Given records>
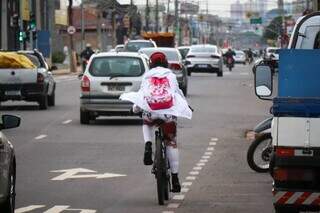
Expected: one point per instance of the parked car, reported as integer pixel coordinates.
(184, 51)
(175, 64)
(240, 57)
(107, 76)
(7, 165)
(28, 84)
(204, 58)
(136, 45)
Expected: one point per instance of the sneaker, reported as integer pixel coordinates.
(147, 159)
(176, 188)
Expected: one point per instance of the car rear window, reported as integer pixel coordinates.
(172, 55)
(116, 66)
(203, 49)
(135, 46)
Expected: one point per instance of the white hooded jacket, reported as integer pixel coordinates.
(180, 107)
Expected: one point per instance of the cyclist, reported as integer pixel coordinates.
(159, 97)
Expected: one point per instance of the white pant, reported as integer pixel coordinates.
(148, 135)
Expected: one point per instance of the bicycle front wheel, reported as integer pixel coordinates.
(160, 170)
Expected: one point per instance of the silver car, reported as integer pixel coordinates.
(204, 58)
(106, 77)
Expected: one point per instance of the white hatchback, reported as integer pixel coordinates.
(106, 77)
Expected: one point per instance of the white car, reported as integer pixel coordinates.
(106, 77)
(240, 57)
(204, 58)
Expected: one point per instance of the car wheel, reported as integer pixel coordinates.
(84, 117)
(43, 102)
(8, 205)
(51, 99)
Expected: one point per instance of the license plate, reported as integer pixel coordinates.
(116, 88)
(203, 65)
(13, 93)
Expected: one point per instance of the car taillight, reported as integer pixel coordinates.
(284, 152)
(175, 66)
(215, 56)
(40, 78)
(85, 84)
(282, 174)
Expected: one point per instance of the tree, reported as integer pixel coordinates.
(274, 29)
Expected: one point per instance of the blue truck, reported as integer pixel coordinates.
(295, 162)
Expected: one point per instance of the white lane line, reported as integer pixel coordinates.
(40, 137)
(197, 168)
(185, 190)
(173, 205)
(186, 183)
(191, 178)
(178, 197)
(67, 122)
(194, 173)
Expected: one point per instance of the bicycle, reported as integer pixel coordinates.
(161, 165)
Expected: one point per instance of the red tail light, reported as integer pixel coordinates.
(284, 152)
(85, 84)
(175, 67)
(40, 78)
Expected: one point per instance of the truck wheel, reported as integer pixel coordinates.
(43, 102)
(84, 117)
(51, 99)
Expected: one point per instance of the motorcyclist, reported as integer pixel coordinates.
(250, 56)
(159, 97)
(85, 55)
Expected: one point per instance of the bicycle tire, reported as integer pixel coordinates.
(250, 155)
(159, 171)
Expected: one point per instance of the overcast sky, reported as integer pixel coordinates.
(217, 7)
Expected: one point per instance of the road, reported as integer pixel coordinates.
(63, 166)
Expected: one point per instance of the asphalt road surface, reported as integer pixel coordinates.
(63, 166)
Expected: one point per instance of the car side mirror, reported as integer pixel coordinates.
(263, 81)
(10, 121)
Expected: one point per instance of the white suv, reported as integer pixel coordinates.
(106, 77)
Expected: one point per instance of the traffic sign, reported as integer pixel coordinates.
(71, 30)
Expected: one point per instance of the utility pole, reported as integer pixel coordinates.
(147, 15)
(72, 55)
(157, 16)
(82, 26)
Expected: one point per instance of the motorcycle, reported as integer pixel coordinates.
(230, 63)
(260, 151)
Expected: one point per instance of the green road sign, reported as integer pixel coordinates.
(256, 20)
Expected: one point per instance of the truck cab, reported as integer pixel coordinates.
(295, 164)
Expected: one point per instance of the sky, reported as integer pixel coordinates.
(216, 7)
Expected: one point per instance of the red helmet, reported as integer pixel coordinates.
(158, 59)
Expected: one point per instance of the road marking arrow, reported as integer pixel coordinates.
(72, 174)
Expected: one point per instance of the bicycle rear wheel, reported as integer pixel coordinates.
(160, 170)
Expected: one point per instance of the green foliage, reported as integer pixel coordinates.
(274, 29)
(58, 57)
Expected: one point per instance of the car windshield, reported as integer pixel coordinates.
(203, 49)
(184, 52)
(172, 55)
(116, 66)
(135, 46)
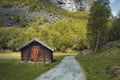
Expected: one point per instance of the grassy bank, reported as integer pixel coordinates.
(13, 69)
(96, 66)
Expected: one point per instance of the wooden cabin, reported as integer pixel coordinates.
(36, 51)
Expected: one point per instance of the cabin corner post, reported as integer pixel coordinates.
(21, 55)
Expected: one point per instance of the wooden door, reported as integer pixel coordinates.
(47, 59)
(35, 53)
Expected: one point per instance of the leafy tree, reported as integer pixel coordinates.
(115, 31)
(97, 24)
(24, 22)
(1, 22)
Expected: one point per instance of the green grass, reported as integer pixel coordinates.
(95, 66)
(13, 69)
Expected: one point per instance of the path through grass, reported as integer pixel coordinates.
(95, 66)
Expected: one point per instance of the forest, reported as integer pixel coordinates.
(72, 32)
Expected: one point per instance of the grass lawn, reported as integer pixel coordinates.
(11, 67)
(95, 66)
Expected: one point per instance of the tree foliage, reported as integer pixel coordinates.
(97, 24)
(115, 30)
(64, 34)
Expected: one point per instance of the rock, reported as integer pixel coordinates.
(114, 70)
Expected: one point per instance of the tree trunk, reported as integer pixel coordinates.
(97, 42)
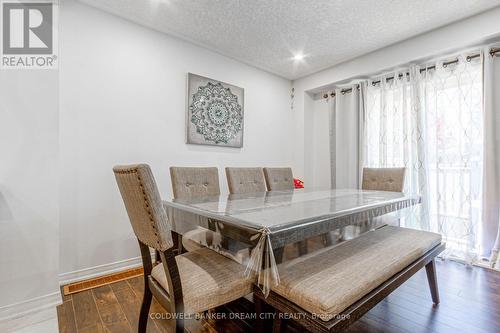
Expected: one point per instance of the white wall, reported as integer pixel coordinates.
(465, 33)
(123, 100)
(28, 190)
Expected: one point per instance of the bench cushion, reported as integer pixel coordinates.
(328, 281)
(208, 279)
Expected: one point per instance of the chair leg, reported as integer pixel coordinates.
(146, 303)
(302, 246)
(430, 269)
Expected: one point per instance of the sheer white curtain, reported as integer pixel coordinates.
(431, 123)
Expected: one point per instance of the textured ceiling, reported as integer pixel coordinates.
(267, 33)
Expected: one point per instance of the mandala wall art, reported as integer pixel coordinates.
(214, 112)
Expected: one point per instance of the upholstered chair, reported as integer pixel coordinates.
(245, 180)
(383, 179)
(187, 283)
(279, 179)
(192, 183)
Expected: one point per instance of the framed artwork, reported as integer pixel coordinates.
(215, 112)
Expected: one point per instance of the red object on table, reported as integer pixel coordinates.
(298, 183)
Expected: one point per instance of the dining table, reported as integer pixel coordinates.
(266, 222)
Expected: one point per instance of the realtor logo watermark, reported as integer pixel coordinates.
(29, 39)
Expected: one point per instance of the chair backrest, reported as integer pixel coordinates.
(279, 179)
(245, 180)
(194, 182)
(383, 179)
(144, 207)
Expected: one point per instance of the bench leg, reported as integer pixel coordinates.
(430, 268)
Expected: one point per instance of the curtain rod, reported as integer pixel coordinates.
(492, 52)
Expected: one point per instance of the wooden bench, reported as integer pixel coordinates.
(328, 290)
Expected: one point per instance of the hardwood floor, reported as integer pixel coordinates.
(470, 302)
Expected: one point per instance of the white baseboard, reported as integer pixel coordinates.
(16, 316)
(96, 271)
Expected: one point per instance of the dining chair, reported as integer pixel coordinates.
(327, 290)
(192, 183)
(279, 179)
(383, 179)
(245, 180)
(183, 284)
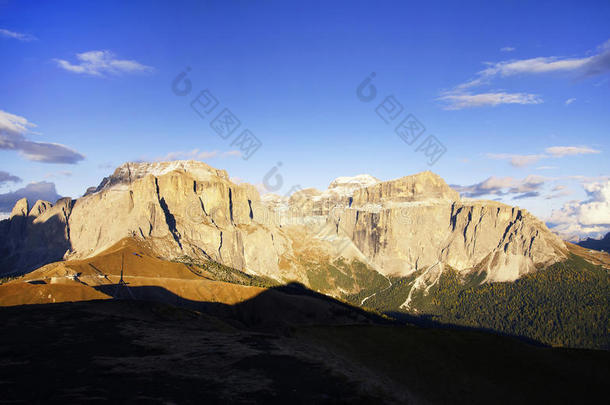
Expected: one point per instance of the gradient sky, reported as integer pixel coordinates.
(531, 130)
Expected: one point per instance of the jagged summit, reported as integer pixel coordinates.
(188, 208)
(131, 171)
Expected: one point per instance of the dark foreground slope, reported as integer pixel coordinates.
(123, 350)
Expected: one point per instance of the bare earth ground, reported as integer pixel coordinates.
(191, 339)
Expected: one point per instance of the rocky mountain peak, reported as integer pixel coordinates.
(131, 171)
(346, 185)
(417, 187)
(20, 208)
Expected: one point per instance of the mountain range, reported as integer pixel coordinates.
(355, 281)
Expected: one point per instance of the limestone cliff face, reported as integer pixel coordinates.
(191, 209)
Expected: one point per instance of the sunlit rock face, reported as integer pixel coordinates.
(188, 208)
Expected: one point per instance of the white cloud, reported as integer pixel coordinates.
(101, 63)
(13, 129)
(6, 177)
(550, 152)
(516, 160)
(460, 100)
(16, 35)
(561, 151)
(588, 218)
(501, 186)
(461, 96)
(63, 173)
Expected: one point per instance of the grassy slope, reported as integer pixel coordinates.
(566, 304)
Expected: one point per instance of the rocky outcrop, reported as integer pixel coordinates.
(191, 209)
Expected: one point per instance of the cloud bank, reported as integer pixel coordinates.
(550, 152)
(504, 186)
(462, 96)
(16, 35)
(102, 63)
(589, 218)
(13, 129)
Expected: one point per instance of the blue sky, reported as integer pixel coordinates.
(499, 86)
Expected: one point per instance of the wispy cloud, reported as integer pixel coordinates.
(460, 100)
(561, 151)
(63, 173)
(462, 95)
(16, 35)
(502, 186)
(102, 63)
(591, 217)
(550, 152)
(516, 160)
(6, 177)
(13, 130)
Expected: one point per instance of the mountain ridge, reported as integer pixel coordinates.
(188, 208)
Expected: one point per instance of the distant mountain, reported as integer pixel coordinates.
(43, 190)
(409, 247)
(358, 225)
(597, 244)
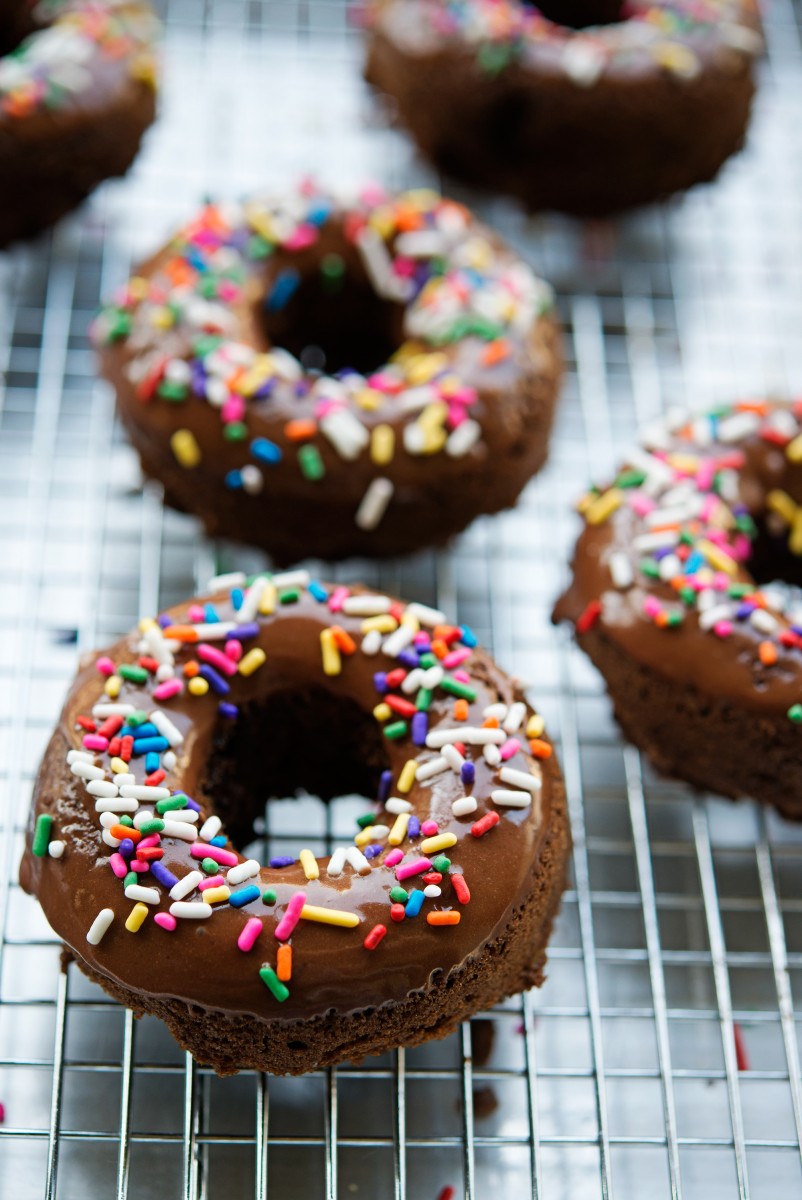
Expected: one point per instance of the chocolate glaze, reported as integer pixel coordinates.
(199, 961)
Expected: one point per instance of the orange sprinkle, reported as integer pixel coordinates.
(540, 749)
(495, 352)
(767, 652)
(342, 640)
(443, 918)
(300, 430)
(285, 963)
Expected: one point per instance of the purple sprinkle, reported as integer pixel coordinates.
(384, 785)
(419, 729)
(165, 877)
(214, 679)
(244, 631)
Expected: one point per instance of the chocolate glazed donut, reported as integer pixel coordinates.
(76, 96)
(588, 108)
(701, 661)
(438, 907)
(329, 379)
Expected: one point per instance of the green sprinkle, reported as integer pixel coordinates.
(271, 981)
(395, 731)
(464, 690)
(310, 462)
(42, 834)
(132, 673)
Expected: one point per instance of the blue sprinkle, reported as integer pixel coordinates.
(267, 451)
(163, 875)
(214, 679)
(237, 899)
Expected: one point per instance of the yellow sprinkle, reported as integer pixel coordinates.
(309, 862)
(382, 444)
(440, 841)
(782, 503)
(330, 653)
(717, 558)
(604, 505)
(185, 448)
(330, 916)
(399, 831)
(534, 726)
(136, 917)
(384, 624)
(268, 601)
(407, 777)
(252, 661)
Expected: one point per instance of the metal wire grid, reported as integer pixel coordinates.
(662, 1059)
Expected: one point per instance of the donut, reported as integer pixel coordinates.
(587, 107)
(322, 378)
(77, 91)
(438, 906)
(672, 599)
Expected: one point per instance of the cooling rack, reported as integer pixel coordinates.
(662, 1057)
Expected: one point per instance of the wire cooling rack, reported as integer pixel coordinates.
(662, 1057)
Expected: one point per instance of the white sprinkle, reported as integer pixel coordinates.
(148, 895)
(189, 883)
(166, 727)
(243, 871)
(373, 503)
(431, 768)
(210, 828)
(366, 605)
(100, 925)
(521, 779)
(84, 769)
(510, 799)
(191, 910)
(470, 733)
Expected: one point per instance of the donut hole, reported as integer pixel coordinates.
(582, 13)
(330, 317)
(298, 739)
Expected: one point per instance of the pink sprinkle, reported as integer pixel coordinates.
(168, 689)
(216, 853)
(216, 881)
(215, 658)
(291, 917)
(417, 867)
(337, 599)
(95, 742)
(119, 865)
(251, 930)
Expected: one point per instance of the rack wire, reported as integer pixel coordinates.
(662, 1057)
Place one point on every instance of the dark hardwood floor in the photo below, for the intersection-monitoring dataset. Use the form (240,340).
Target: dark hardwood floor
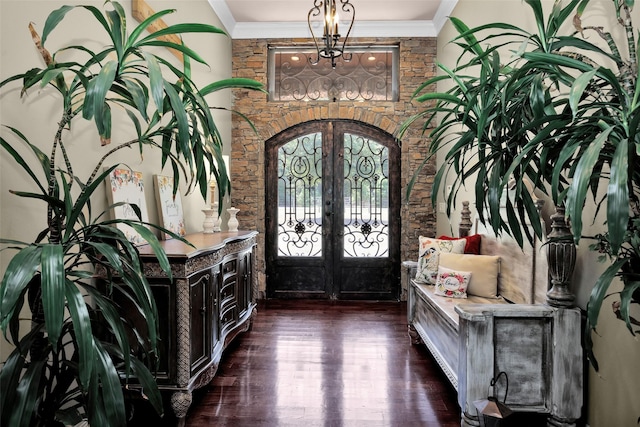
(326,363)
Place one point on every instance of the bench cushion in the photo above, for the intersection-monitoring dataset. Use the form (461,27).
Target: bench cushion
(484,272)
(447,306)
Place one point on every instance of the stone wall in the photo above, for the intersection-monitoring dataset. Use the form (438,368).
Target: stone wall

Work request> Every line with the string "above" in the material should be returned.

Exercise answer>
Place one point on every instance of the bench cushion in the photo above, for the intersection-monitoring dataset. Use the form (461,27).
Place one point on every instance of the stone wall in the photo above, for the intersection-monitoring dataset. Use the form (438,368).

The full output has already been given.